**What is being asked:**
For this exercise, reproduce the entries below exactly, but only from the line containing "box: [276, 151, 289, 159]" through the line containing "156L279 154L278 158L281", both included.

◆ ◆ ◆

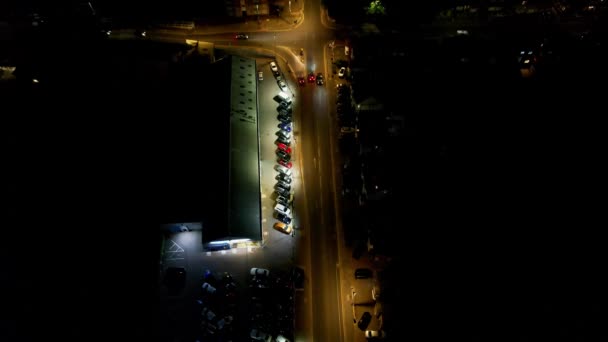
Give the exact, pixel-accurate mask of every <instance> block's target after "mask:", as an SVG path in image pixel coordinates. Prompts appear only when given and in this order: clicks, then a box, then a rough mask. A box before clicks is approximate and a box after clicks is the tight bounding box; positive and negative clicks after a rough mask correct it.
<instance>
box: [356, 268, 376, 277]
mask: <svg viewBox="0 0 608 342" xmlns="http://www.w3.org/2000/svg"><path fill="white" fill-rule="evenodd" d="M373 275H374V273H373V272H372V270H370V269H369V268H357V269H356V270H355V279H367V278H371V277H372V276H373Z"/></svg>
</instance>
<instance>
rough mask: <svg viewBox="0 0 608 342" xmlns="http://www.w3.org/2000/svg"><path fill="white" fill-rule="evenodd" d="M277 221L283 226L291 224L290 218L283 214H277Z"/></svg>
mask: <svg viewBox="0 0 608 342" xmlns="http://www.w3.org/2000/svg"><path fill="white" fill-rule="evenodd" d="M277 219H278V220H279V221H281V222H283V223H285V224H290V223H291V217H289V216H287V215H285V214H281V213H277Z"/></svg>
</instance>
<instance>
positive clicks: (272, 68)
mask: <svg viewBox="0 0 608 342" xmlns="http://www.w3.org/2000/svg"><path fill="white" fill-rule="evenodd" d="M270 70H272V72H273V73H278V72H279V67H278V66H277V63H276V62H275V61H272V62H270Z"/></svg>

◆ ◆ ◆

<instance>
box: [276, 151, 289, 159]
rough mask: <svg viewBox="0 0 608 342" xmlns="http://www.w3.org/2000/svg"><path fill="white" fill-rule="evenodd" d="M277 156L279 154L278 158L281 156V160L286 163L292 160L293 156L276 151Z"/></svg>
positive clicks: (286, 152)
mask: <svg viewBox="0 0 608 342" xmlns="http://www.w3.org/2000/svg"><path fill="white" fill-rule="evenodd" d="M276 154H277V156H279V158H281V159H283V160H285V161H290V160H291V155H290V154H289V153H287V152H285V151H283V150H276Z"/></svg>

◆ ◆ ◆

**Reply:**
box: [276, 151, 289, 159]
rough mask: <svg viewBox="0 0 608 342" xmlns="http://www.w3.org/2000/svg"><path fill="white" fill-rule="evenodd" d="M277 156L279 154L278 158L281 156V160L286 163L292 160L293 156L276 151Z"/></svg>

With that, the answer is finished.